### WHAT THE EXERCISE ASKS
Transfer the stretch of the material below from the line containing "skin of hand." through the end, keeping every line of it and adding 17 to each number in the answer coordinates. Omit the pictures.

### RECORDS FOR THE TASK
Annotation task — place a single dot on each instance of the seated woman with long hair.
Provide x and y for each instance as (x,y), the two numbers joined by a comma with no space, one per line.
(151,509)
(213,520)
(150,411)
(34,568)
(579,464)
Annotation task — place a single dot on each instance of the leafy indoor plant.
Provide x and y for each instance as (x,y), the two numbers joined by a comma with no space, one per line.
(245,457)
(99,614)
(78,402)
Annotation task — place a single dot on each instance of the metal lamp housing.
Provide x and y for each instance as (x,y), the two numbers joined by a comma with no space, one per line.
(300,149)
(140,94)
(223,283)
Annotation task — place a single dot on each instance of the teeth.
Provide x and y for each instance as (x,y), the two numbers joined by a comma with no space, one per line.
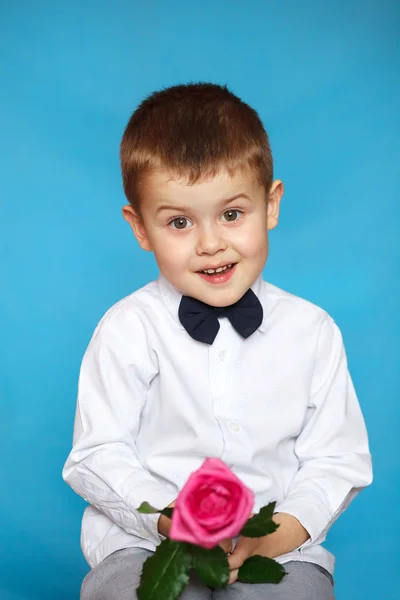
(219,270)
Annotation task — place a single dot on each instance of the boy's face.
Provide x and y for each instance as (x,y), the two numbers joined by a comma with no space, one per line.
(213,224)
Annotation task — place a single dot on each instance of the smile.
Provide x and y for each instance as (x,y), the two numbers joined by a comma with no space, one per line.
(218,270)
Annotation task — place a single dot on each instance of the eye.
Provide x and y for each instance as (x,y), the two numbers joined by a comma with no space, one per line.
(180,223)
(232,215)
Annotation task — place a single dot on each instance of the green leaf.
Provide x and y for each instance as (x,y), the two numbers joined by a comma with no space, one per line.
(147,509)
(166,573)
(262,523)
(210,565)
(260,569)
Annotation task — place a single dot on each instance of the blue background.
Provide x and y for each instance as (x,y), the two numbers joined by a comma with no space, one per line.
(324,77)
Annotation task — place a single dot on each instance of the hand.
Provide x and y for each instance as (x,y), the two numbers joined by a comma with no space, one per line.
(289,536)
(245,548)
(227,545)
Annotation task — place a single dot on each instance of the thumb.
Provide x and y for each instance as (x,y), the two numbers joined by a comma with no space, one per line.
(239,555)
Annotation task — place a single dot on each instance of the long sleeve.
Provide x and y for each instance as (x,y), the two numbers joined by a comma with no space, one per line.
(332,449)
(103,466)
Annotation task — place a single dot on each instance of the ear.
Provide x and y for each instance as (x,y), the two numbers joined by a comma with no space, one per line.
(137,225)
(274,202)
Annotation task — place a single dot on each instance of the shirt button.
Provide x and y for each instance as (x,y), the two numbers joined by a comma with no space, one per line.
(233,427)
(222,355)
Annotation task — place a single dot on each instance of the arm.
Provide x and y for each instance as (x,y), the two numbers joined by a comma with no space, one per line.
(332,449)
(103,466)
(333,454)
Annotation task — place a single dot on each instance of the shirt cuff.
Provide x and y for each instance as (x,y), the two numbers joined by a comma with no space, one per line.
(159,497)
(311,511)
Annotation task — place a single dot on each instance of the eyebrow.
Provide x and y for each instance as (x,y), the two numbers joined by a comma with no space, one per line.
(184,209)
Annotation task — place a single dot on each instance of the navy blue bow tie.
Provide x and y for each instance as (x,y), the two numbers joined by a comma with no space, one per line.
(201,320)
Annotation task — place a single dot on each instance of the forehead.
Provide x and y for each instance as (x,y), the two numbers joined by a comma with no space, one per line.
(160,185)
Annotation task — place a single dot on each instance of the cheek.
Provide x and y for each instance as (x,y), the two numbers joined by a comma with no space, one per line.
(253,241)
(171,253)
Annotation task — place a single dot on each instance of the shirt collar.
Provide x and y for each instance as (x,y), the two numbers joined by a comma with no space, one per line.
(172,297)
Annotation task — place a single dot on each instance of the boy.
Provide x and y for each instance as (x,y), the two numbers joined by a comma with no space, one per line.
(210,360)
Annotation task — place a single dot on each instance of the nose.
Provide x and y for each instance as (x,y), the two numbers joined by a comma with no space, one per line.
(210,240)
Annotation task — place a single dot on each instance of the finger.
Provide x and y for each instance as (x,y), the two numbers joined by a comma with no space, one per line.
(238,556)
(227,545)
(233,576)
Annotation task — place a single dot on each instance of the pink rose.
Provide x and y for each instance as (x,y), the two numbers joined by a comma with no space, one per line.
(212,506)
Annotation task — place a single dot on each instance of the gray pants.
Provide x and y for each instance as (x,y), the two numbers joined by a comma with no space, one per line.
(117,577)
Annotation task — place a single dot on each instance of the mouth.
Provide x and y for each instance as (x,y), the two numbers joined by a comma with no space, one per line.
(219,275)
(218,270)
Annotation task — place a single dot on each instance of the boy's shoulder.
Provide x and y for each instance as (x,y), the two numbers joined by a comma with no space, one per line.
(146,304)
(132,310)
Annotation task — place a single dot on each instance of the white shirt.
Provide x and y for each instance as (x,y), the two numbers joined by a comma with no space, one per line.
(278,407)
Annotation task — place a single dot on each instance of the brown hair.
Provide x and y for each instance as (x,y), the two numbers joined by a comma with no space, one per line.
(193,131)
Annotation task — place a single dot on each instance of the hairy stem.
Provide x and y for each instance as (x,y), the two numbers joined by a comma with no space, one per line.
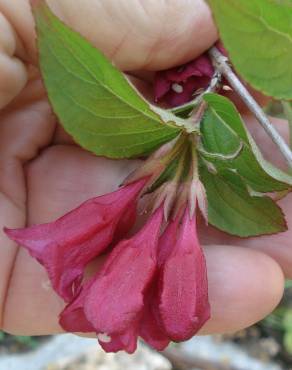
(213,87)
(221,64)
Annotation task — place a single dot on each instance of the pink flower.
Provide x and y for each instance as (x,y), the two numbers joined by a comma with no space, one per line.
(178,85)
(112,303)
(66,246)
(183,285)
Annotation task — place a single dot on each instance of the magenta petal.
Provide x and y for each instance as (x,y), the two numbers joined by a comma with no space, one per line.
(184,305)
(151,329)
(66,246)
(162,86)
(177,86)
(72,318)
(115,301)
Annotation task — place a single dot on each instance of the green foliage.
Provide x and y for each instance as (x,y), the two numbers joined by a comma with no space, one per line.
(95,103)
(233,209)
(235,182)
(258,37)
(223,131)
(281,319)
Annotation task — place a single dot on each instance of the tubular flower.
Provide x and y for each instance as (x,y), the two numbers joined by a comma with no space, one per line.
(113,301)
(66,246)
(183,287)
(151,285)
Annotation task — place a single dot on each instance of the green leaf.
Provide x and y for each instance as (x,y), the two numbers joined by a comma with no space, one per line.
(223,131)
(288,342)
(287,108)
(232,209)
(95,103)
(258,37)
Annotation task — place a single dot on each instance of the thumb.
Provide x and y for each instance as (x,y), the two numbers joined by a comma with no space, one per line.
(142,34)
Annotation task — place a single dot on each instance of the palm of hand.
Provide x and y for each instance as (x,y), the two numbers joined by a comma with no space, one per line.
(43,175)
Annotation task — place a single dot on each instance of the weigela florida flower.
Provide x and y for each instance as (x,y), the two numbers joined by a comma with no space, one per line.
(179,85)
(152,285)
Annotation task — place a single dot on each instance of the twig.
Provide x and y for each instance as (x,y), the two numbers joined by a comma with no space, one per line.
(216,79)
(221,64)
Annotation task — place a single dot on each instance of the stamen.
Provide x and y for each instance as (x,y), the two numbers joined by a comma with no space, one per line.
(177,88)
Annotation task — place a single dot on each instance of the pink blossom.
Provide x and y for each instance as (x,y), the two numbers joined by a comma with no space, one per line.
(183,286)
(178,85)
(66,246)
(113,302)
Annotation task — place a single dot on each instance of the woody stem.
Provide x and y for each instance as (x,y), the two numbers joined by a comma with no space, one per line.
(221,64)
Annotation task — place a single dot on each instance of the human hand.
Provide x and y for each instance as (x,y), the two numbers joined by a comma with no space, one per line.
(43,174)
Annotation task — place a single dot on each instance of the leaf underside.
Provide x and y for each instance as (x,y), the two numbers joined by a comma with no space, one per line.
(94,102)
(258,37)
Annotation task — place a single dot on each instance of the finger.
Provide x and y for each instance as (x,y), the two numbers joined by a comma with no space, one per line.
(244,285)
(138,34)
(13,73)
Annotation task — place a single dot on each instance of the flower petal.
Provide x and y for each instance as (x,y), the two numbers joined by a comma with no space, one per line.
(66,246)
(72,318)
(151,329)
(115,301)
(121,342)
(184,305)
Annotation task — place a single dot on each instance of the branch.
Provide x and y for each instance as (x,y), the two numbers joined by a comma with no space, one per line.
(221,64)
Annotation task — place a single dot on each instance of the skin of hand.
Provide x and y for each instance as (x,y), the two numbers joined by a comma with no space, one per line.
(43,174)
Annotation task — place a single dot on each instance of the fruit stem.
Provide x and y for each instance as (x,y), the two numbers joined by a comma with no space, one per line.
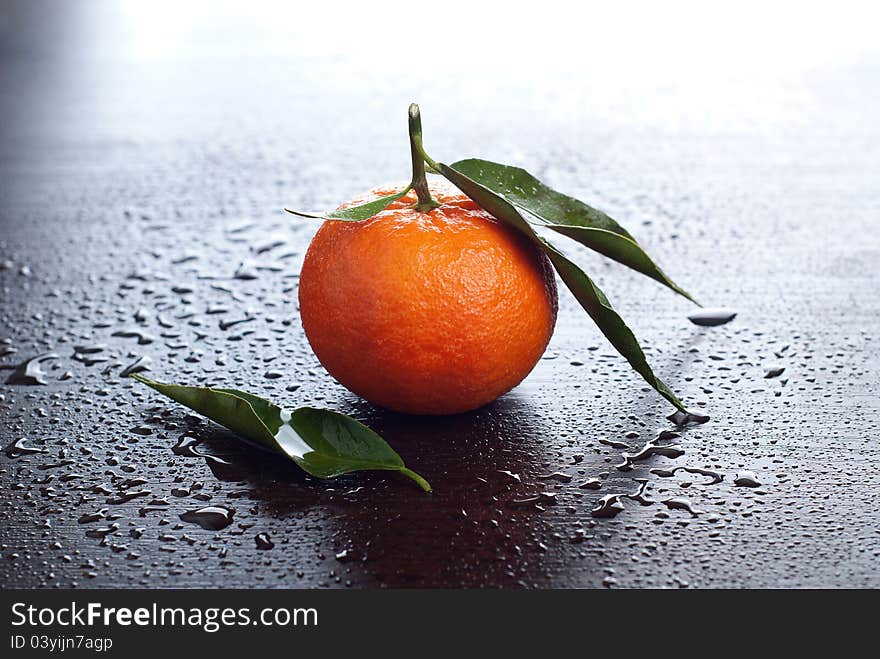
(426,202)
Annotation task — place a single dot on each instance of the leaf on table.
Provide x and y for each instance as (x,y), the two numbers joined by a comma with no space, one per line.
(323,443)
(585,291)
(566,215)
(358,212)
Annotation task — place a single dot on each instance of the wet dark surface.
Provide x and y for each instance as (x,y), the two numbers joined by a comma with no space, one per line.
(140,201)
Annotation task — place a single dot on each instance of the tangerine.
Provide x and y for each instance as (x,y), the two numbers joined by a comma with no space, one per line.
(436,312)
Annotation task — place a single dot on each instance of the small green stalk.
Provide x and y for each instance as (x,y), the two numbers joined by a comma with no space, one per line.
(426,202)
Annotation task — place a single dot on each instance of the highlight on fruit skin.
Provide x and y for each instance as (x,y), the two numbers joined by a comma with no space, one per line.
(436,312)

### THE RESPONSE
Annotation task — place a single dot on each instance of the skin of hand.
Provide x and y for each instance as (x,y), the two numbers joined by a comma with no space, one per line.
(60,191)
Annotation task — place a single dot on each instance of the fruit stem.
Provide x and y for each instance as (x,y), the two numbers joined by a comma with no space, one per line.
(443,219)
Annotation task — place a single dot on each instance of the leaf on table.
Provide x and y for each instance as (x,y), the two numbers joined by a comma with no space, one per line.
(340,460)
(602,308)
(583,232)
(375,229)
Annotation task — place a single dot on each instance of the wet dark surface.
Provide x and y for each instance as (x,y), the two numbers joined by a comma with no space, one per line.
(157,218)
Annotation task — place a single dot on each instance of the tangerine.
Provide x and y for each instance as (x,y), the two numbers joined by a comma with no space, one per line.
(453,329)
Annotation task — place a single dot on each instance of the small green stalk.
Provide x and y for each instance as (x,y), the two numbers joined by a comma with no space, one per line.
(443,219)
Annotation task — place a single dot on each instance of the highlight on fruit skin.
Provide x and y for each instance as (x,y), the two numbers joined by a comma with no space, one per line.
(453,329)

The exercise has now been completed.